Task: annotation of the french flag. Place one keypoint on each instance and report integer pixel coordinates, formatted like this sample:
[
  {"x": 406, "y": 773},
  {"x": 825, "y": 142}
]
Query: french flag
= = = =
Rewrite the material, changing each "french flag" to "italian flag" and leaving everything else the same.

EXERCISE RESPONSE:
Task: annotation of the italian flag. Place one keypoint on each instance and report integer pixel coordinates, formatted like this sample:
[
  {"x": 406, "y": 773},
  {"x": 825, "y": 142}
]
Query: italian flag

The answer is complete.